═════ TEXTE À ANALYSER

"Enfin, ennuyés par les bobards, c'est pour mardi, c'est pour vendredi, et ainsi de suite, le jour tant attendu arriva au bout d'un mois. Le 26 novembre 1941, au rassemblement du soir, on nous annonça le plombage des valises pour le lendemain. Il y avait de l'espérance !
Le 27, on passa une petite fouille sur nos valises, peu sévère, et on les plomba. On ne devait pas les rouvrir avant notre arrivée en France.
Déclaration Nr 93 de départ du stalag IVE de 67 prisonniers, dont mon père (archives de Caen)
liste de huit prisonniers parmi les 67 départs, dont mon père (archives de Caen)
Le 28 au matin, à soixante-sept, avec une journée de vivres, joyeux, on dît adieu au camp IVE et aux camarades moins fortunés que nous. On s'embarqua dans deux wagons de marchandises et en route pour le camp IVB de Mühlberg. Pourvu qu'on n'y reste pas aussi longtemps qu'au IVE. Notre espérance nous faisait oublier le froid dans notre cellule.
document de mise en congé de captivité allemande (avec le journal de mon père)
On débarqua à cinq kilomètres du camp, comme treize mois auparavant. On gagna le stalag qui n'avait pas beaucoup changé, sauf un peu agrandi. On y arriva à onze heures du soir.

══════════
═════ EXTRAIT DE DONNÉES

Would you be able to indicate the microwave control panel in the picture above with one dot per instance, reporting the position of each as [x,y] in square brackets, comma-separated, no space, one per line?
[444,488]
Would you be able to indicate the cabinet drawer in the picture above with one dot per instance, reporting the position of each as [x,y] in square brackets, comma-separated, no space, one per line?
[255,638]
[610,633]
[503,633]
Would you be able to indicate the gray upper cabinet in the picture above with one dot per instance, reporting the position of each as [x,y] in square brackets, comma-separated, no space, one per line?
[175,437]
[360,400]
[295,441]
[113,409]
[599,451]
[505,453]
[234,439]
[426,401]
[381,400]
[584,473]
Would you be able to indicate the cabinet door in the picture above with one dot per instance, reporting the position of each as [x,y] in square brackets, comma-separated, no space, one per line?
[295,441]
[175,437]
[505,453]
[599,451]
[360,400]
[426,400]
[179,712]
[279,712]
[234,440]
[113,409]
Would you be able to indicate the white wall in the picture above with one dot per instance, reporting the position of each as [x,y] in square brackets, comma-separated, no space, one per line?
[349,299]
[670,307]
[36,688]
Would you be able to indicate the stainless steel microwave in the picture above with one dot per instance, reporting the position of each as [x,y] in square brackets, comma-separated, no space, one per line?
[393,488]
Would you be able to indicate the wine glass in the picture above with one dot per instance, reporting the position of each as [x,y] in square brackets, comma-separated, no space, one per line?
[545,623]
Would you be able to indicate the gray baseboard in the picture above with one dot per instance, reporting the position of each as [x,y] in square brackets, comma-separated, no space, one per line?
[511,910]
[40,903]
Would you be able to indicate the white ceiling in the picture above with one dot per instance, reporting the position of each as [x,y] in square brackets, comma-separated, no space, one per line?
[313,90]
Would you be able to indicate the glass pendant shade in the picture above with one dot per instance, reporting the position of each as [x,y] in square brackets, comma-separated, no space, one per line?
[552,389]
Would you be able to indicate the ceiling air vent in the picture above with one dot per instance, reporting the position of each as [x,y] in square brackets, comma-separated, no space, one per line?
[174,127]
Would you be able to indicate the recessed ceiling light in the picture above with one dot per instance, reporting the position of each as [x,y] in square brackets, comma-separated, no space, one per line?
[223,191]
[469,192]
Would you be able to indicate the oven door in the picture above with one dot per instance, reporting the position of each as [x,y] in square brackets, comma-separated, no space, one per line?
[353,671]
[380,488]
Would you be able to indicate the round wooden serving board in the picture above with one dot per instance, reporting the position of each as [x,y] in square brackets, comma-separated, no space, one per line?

══════════

ACTIVITÉS
1. Recopiez le passage du récit de captivité qui commence à « Déclaration Nr 93 » et se termine à « dans notre cellule. ».
2. Écrivez la suite du récit de captivité en partant de sa dernière phrase.

RÉPONSES PAR TÂCHE
1.
Déclaration Nr 93 de départ du stalag IVE de 67 prisonniers, dont mon père (archives de Caen)
liste de huit prisonniers parmi les 67 départs, dont mon père (archives de Caen)
Le 28 au matin, à soixante-sept, avec une journée de vivres, joyeux, on dît adieu au camp IVE et aux camarades moins fortunés que nous. On s'embarqua dans deux wagons de marchandises et en route pour le camp IVB de Mühlberg. Pourvu qu'on n'y reste pas aussi longtemps qu'au IVE. Notre espérance nous faisait oublier le froid dans notre cellule.

2.
Là, toujours le même refrain, douches-désinfection et fouille à l'arrivée. En maugréant, on passa aux douches à minuit, et de nouveau, on resta deux heures en costume d'Adam pour attendre nos vêtements. A la sortie, ce fût la fouille, qui n'eût pas lieu pour nous, nos valises étant plombées. On gagna une baraque glaciale et on s'allongea sur des lits en planches, sans paillasses, ni couvertures, à deux heures trente du matin. Pour le jour, tout le monde était gelé là-dedans.
Dans la matinée, un chef de baraque nommé se mît en devoir de nous rassembler par équipes de vingt comme c'était l'habitude. Il nous distribua gamelles et couvertures. Cela était un vendredi, le départ devait avoir lieu selon les dires le dimanche.
Il y avait interdiction de sortir de la baraque par mesure de prudence, le typhus régnant au camp parmi les Russes. On risquait de l'attraper à leur approche et d'être ainsi mis en quarantaine, et au revoir pour le départ, sans compter le risque d'y laisser sa peau. Cette nouvelle du typhus nous alarma un peu, car en deux jours, on risquait bien de l'attraper.
Heureusement, à une heure, après un repas de choux et de rutabagas cuits dans l'eau, sans un brin de sel ni graisse, que les cochons n'auraient pas mangé chez nous, un bruit courût comme un éclair. C'était le ramassage immédiat des couvertures et gamelles, et le rassemblement pour le départ vers la France.
Quel soulagement ! Je vous assure, ce fût vite fait !
Au rassemblement, après un appel et vérification des plaques, les valises non plombées le furent, on nous distribua à chacun une boule de pain et trois rondelles de saucisson pour la route.
Nous étions environ huit cents. Heureux, d'un pas léger, nous franchissons la grille, plus joyeux qu'un an auparavant, et en route vers la gare. Là, d'autres camarades d'un autre camp et un train spécial nous attendait."